• _Stated problem_
Find every line in the entries below that contains the word "building" and copy each one out.
**** Provided data ****
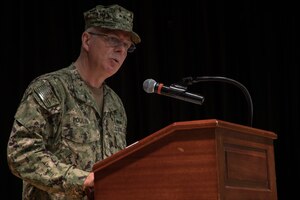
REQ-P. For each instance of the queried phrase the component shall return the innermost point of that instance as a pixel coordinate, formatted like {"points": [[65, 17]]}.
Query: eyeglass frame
{"points": [[114, 41]]}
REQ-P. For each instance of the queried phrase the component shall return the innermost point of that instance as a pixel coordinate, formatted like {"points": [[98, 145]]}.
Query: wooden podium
{"points": [[203, 160]]}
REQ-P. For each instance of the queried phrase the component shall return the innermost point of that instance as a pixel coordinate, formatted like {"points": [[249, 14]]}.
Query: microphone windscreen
{"points": [[149, 85]]}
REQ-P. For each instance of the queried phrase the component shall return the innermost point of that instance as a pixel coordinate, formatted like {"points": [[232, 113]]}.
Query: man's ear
{"points": [[85, 39]]}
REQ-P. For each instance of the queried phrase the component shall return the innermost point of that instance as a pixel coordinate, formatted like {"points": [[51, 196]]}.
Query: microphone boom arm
{"points": [[190, 81]]}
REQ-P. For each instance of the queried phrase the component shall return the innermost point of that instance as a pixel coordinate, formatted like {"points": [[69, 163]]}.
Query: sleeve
{"points": [[28, 157]]}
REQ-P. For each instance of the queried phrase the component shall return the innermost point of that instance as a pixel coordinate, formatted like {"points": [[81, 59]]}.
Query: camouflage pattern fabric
{"points": [[112, 17], [58, 135]]}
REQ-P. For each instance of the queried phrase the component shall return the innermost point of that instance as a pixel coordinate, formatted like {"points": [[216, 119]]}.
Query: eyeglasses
{"points": [[116, 42]]}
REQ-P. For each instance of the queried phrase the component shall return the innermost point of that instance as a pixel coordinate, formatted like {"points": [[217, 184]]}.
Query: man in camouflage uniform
{"points": [[69, 119]]}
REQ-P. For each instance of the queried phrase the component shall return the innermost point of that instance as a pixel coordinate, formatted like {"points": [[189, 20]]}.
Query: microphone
{"points": [[174, 91]]}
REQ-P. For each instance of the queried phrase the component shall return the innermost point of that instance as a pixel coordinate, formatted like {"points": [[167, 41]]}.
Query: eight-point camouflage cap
{"points": [[111, 17]]}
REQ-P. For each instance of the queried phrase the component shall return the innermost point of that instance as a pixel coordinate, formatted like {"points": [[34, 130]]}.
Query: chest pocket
{"points": [[80, 142]]}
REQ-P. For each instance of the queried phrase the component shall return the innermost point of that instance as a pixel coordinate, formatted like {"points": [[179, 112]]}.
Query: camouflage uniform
{"points": [[58, 134]]}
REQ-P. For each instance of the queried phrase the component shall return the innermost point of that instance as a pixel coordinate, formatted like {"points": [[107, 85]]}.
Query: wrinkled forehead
{"points": [[121, 33]]}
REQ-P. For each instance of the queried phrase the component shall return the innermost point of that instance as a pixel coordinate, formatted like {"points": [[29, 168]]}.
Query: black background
{"points": [[253, 42]]}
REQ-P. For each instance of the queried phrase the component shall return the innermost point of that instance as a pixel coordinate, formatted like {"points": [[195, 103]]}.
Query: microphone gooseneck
{"points": [[174, 91]]}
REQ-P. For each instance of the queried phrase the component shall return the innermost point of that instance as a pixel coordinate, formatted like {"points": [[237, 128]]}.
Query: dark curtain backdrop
{"points": [[253, 42]]}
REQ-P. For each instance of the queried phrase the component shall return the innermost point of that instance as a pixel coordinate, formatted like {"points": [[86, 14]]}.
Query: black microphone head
{"points": [[149, 85]]}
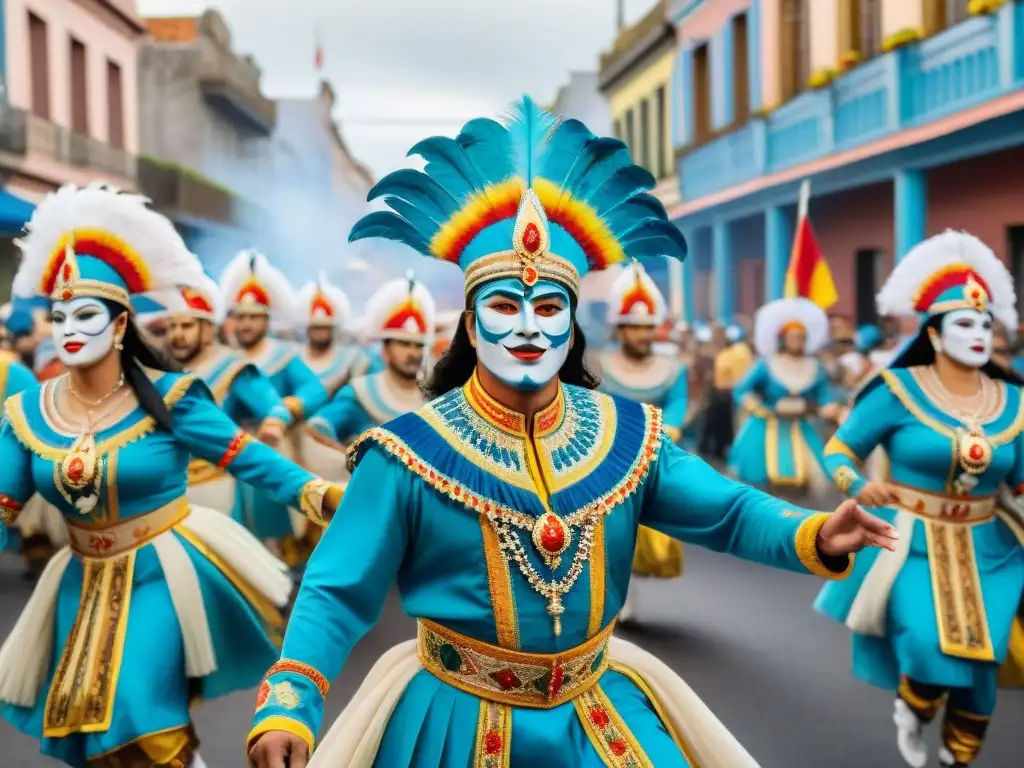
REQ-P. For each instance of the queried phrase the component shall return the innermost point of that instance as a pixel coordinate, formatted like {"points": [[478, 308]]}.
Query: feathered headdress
{"points": [[775, 316], [321, 303], [98, 242], [251, 284], [534, 199], [635, 298], [401, 309], [951, 270]]}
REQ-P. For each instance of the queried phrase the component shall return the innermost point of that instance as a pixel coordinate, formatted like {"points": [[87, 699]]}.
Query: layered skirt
{"points": [[113, 649]]}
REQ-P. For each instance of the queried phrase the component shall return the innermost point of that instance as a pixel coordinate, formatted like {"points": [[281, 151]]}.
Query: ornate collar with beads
{"points": [[592, 451]]}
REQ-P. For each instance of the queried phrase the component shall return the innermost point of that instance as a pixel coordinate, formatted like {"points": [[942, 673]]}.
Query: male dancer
{"points": [[633, 371], [259, 299], [506, 510]]}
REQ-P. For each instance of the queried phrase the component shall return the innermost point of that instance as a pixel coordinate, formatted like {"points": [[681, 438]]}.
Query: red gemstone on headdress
{"points": [[531, 238]]}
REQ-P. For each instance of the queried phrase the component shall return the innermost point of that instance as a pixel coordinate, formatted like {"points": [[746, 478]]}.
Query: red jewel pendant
{"points": [[551, 537]]}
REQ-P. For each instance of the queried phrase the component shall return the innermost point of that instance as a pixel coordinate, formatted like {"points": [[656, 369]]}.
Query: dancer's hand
{"points": [[850, 528], [878, 494], [279, 750]]}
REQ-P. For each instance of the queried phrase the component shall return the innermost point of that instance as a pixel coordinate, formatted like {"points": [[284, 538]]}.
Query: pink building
{"points": [[71, 79]]}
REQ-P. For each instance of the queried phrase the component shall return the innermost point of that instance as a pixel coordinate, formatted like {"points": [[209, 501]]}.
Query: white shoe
{"points": [[908, 738]]}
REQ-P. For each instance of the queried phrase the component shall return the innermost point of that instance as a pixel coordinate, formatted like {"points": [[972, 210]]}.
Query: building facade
{"points": [[907, 116], [68, 107], [205, 132]]}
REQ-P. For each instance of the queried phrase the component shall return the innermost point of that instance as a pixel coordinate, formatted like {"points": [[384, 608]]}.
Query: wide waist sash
{"points": [[948, 509], [101, 542], [512, 677]]}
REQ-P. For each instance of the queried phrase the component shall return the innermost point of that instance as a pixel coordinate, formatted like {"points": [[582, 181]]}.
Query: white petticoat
{"points": [[355, 736], [26, 654]]}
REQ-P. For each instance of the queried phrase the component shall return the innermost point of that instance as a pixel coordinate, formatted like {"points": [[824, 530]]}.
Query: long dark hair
{"points": [[457, 365], [139, 351]]}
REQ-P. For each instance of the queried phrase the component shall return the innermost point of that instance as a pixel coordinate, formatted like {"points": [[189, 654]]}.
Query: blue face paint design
{"points": [[522, 333]]}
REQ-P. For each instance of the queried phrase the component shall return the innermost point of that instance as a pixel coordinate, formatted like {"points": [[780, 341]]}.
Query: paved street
{"points": [[743, 637]]}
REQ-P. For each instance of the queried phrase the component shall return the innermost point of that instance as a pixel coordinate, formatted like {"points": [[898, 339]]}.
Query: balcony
{"points": [[972, 62], [62, 145], [182, 195], [232, 84]]}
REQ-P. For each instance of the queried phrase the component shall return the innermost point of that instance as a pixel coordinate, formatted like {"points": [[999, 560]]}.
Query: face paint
{"points": [[967, 337], [522, 334], [83, 332]]}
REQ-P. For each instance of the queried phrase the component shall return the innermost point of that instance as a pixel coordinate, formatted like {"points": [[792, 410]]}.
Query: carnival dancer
{"points": [[324, 313], [259, 300], [188, 312], [507, 509], [633, 371], [932, 621], [400, 316], [778, 444], [155, 603]]}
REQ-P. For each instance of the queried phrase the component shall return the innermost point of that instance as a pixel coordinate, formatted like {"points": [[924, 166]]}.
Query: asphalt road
{"points": [[743, 637]]}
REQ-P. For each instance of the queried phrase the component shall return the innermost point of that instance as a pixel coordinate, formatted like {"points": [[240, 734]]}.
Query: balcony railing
{"points": [[233, 83], [82, 152], [969, 64], [182, 195]]}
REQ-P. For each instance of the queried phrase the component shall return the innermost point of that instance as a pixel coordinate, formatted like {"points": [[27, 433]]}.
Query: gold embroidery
{"points": [[516, 678], [81, 694], [960, 606], [494, 736], [608, 732]]}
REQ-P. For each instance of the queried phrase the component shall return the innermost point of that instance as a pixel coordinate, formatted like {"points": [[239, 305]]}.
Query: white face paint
{"points": [[522, 334], [967, 337], [83, 332]]}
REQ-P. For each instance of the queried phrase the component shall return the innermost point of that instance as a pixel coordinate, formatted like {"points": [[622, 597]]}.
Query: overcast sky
{"points": [[408, 69]]}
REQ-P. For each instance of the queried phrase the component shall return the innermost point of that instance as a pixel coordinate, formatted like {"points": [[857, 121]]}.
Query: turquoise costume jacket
{"points": [[125, 622], [951, 606], [460, 504], [365, 402], [671, 393], [302, 392], [772, 449]]}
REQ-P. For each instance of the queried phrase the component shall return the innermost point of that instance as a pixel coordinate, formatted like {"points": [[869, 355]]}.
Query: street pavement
{"points": [[744, 637]]}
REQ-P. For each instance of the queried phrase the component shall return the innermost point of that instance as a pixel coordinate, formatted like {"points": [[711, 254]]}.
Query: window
{"points": [[115, 107], [662, 124], [795, 49], [645, 133], [630, 136], [869, 271], [39, 67], [701, 94], [79, 89], [740, 70]]}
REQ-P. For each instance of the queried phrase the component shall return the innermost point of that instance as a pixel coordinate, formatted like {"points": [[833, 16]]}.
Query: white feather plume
{"points": [[389, 297], [924, 260], [123, 215], [772, 316], [334, 296]]}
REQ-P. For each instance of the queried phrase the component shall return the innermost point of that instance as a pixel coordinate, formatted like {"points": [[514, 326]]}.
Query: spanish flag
{"points": [[808, 275]]}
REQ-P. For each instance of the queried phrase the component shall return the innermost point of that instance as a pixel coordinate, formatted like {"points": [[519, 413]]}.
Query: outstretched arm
{"points": [[686, 499], [342, 595], [16, 485], [210, 434]]}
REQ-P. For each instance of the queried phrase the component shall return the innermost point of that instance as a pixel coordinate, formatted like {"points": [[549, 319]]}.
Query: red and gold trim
{"points": [[303, 670], [9, 509], [235, 448], [608, 732], [494, 736], [515, 678]]}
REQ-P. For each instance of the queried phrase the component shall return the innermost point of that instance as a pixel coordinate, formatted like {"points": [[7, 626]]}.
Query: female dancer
{"points": [[932, 621], [777, 444], [154, 603]]}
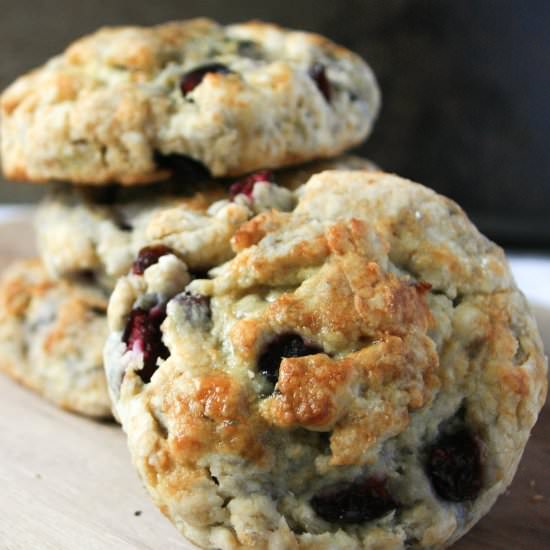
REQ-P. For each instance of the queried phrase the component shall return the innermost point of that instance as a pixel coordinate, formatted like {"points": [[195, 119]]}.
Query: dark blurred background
{"points": [[465, 86]]}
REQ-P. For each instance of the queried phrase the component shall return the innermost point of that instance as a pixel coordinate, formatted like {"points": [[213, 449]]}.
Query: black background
{"points": [[465, 86]]}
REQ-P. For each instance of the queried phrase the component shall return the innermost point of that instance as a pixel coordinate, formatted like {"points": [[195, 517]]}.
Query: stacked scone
{"points": [[314, 356]]}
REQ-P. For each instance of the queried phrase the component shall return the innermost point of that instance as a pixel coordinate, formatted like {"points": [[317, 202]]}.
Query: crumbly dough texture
{"points": [[99, 233], [51, 338], [420, 327], [104, 109]]}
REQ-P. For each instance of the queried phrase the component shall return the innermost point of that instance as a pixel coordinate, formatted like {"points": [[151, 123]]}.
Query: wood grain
{"points": [[66, 482]]}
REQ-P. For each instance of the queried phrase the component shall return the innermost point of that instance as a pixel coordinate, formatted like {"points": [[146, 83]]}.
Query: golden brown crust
{"points": [[105, 109], [346, 340]]}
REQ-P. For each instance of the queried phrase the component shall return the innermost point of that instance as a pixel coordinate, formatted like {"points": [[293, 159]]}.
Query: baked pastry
{"points": [[51, 338], [364, 373], [99, 233], [119, 104]]}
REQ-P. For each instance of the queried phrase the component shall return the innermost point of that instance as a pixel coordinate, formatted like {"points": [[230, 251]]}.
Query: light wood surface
{"points": [[66, 483]]}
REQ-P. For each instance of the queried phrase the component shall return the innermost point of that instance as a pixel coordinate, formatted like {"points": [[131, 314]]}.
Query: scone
{"points": [[124, 104], [99, 233], [363, 374], [51, 338]]}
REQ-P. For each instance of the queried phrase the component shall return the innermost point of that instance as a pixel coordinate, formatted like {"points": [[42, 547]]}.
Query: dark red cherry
{"points": [[246, 185], [353, 502], [148, 256], [143, 334], [189, 81], [284, 345], [318, 73], [454, 466], [196, 307]]}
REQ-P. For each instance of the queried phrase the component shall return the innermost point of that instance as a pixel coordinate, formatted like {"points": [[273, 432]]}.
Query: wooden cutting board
{"points": [[66, 482]]}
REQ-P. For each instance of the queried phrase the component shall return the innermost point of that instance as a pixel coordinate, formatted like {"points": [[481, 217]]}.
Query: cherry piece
{"points": [[143, 334], [284, 345], [454, 466], [318, 73], [197, 308], [353, 502]]}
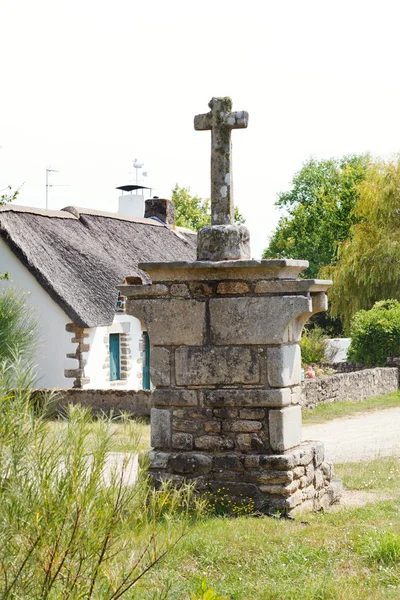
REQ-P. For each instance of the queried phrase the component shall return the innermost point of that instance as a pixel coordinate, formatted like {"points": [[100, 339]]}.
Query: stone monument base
{"points": [[298, 479]]}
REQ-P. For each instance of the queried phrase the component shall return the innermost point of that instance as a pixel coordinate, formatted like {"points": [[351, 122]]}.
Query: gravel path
{"points": [[360, 437]]}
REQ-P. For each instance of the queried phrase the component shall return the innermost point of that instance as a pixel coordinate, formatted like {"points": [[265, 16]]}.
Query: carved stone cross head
{"points": [[221, 120]]}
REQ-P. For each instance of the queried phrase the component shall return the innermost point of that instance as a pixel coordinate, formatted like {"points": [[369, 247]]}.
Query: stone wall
{"points": [[136, 403], [349, 386]]}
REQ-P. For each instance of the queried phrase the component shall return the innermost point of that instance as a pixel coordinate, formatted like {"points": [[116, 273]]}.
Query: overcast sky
{"points": [[88, 85]]}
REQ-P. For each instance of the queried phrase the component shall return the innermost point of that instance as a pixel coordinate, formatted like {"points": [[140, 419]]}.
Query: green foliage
{"points": [[314, 348], [369, 261], [319, 211], [208, 593], [70, 525], [192, 211], [375, 333], [18, 326]]}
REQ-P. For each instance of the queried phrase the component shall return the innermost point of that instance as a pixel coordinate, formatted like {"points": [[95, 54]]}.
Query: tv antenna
{"points": [[49, 185]]}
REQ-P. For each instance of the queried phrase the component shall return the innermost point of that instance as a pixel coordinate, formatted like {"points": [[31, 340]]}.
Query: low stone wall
{"points": [[356, 385], [137, 403]]}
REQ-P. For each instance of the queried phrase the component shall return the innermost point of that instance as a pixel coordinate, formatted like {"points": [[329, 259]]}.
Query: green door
{"points": [[115, 369], [146, 361]]}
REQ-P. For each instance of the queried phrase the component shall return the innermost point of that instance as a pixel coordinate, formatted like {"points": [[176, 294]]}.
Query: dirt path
{"points": [[359, 437]]}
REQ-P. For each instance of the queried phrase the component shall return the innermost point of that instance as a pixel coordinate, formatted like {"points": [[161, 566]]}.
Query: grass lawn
{"points": [[334, 410], [343, 554]]}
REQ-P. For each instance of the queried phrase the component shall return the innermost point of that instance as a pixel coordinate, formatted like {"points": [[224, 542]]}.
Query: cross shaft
{"points": [[221, 120]]}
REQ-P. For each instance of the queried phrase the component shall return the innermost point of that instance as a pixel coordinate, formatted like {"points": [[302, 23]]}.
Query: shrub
{"points": [[375, 333], [18, 326], [71, 526], [314, 348]]}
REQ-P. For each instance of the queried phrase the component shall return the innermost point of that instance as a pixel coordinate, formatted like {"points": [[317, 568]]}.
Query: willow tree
{"points": [[368, 268]]}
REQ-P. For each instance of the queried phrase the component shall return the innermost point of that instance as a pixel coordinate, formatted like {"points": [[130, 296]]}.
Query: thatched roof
{"points": [[79, 256]]}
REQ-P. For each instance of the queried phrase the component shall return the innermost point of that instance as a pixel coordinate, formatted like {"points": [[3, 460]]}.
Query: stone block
{"points": [[233, 287], [190, 463], [250, 320], [285, 428], [182, 441], [175, 397], [214, 443], [160, 374], [241, 426], [255, 414], [187, 425], [247, 398], [284, 365], [179, 290], [171, 322], [158, 460], [250, 442], [227, 462], [208, 366], [223, 242], [319, 455], [160, 420], [212, 426]]}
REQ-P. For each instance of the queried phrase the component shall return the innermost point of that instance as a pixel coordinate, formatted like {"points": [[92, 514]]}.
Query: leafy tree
{"points": [[368, 269], [193, 212], [319, 211], [375, 333]]}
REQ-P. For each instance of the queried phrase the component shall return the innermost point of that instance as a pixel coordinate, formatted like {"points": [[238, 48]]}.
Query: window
{"points": [[146, 361], [115, 357]]}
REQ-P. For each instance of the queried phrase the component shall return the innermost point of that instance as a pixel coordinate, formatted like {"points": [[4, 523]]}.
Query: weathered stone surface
{"points": [[227, 462], [251, 398], [250, 442], [157, 290], [212, 426], [285, 428], [207, 366], [179, 290], [221, 120], [158, 460], [175, 397], [250, 320], [223, 242], [190, 463], [252, 413], [284, 365], [182, 441], [214, 443], [160, 428], [171, 322], [241, 426], [232, 287], [160, 366], [187, 425]]}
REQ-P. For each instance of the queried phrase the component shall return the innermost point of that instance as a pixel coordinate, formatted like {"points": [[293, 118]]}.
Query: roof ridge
{"points": [[43, 212], [77, 211]]}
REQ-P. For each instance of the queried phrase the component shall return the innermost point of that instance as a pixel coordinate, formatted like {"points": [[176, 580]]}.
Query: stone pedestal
{"points": [[225, 364]]}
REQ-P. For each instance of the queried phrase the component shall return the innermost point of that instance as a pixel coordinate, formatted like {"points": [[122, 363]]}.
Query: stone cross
{"points": [[221, 120]]}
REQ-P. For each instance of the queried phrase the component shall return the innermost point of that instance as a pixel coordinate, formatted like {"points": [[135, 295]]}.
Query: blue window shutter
{"points": [[146, 361], [115, 363]]}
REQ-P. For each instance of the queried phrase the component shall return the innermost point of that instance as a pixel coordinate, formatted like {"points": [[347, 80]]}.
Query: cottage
{"points": [[70, 261]]}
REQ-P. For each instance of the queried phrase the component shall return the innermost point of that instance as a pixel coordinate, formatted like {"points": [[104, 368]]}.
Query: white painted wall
{"points": [[131, 205], [54, 341], [96, 357]]}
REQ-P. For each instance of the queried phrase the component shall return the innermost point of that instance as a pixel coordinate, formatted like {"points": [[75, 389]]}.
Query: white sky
{"points": [[88, 85]]}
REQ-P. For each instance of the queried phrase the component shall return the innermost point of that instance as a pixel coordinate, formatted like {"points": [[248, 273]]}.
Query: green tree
{"points": [[193, 212], [368, 268], [319, 210]]}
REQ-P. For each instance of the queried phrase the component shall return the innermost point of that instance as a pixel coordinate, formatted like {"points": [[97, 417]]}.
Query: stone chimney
{"points": [[161, 209]]}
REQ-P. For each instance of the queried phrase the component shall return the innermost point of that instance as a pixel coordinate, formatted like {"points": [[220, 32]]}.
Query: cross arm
{"points": [[238, 120], [203, 122]]}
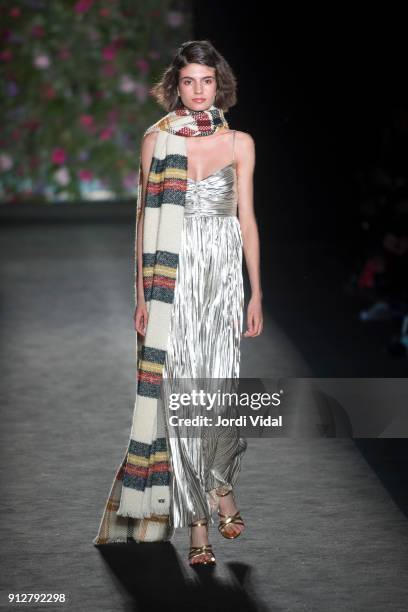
****
• _Result for this exercise_
Query: pink building
Query: building facade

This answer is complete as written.